[[ DATA EXTRACTS, beginning ]]
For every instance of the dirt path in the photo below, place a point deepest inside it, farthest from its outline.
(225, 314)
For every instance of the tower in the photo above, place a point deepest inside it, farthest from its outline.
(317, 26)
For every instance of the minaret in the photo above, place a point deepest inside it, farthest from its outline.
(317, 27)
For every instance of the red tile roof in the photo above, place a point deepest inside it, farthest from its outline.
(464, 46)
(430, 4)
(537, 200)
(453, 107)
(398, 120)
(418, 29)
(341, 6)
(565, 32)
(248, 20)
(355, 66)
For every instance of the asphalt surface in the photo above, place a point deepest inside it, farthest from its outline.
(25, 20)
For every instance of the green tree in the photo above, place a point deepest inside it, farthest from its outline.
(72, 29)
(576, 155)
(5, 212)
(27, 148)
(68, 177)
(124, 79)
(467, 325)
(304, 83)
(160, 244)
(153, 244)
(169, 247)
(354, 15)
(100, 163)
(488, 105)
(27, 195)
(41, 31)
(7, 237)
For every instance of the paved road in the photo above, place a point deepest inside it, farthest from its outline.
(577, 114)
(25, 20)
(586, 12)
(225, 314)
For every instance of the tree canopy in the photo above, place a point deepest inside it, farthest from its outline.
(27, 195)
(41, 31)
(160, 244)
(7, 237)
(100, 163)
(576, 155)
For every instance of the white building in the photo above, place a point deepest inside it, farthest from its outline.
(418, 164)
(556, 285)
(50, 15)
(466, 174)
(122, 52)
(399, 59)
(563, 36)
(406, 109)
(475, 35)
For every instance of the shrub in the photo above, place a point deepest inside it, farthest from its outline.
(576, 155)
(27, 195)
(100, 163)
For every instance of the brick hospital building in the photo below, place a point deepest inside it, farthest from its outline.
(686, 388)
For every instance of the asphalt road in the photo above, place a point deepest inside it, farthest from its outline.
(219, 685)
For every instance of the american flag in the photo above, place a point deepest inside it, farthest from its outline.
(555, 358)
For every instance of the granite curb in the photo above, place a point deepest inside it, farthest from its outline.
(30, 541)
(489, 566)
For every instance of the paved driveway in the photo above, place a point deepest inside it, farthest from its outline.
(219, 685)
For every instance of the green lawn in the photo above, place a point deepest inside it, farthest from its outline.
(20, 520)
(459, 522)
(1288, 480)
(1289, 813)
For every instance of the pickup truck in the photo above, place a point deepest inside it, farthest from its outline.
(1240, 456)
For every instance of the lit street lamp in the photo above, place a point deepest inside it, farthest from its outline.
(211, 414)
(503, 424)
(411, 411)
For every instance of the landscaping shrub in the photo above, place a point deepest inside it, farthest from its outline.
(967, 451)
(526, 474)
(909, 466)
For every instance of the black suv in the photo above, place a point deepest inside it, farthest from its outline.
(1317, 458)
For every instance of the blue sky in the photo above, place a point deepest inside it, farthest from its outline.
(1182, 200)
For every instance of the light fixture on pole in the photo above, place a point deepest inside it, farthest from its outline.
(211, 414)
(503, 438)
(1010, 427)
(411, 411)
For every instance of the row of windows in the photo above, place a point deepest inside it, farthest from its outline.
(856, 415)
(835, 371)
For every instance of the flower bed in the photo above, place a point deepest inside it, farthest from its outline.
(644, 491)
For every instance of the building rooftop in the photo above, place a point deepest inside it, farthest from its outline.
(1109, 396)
[[ DATA EXTRACTS, end ]]
EXERCISE: Write each entry out again. Do not change a word.

EXERCISE RESPONSE:
For every instance of the dirt path in the photo below, place a point deepest inside it, farthest from its outline.
(225, 314)
For every instance of the tower in the photo above, place a point deepest inside it, farthest from its outline.
(317, 26)
For every instance of the minaret in the photo above, place a point deepest inside it, farthest from its outline.
(317, 27)
For every instance of the red tile roof in the photo above, place a point deepest inside it, farthest from its outline.
(464, 46)
(430, 4)
(537, 200)
(453, 107)
(398, 120)
(418, 29)
(341, 6)
(565, 32)
(248, 20)
(355, 66)
For every instance of the asphalt surface in the photo above, place a point deepest inside it, farthest from its outline.
(25, 20)
For every instance of the green tree in the photo above, place a point deepest inside it, farthest from its outline.
(72, 29)
(576, 155)
(5, 212)
(27, 148)
(68, 177)
(124, 79)
(467, 325)
(304, 83)
(160, 244)
(153, 244)
(169, 247)
(354, 15)
(100, 163)
(488, 105)
(27, 195)
(41, 31)
(7, 237)
For every instance of the paved road in the photo above, place a point deepest inside it, farthest from its outline.
(577, 114)
(25, 20)
(586, 12)
(225, 314)
For every instance of the tree canopy in the photo above, place a point deepest inside it, farthest from its outline.
(27, 195)
(41, 31)
(160, 244)
(7, 237)
(100, 163)
(576, 155)
For every instance of the white building in the photo above, place a point deepest inside it, farthest from its outline.
(418, 164)
(556, 285)
(50, 15)
(466, 174)
(122, 52)
(399, 59)
(563, 36)
(406, 109)
(475, 35)
For every instance of the shrub in the photo above, place a point deepest inside it, farthest from its outline.
(576, 155)
(27, 195)
(100, 163)
For every instance of the brick hospital building in the photo below, place a point deepest inside it, farthest from its outline.
(686, 388)
For every instance of the asphalt road in the photo above, place a point deepest inside it, farthest from its outline.
(219, 685)
For every instance of the american flag in the photo above, place a point deepest inside it, farthest from its outline.
(555, 358)
For every instance of the granite curb in the photo above, place a point deepest inside it, farthest from its outline.
(30, 541)
(489, 566)
For every instance of the paved driveway in the photo above, place a point deepest inside it, farthest from its outline.
(219, 685)
For every instance of the green lawn in the photo above, place a point deepest inside it, farthest from its outline.
(20, 520)
(459, 522)
(1288, 480)
(1289, 813)
For every instance of the pickup truck in the photo above, place a point deepest inside it, farthest from its outline.
(1240, 456)
For every instance of the lit street lamp in the photo above, place a point deepest inside it, farthest from its outline.
(211, 414)
(503, 424)
(411, 411)
For every instance of the landscaping shrub in the photo above, place a point deepest inside it, farthest from its outline.
(967, 451)
(526, 474)
(909, 466)
For every instance of the black suv in the photo above, place a point deepest inside it, farthest from its outline.
(1317, 458)
For every instance of the blue sky in the photo above, place a point deepest inside it, farthest from its outline.
(1182, 200)
For every instance of the light fixture on pole in the photo above, place a point deepest inside it, farthest from its outline.
(211, 414)
(503, 438)
(1010, 427)
(411, 411)
For every instance of the row of windows in the photo above, place a point deepest inside it, farthest from its outline.
(856, 415)
(835, 371)
For every instance of the flower bed in the photo above, place a point deepest inside it, farthest from its outline.
(644, 491)
For every instance of the building rooftop in the photo above, place a point deepest inside it, farthest from its outline.
(1109, 396)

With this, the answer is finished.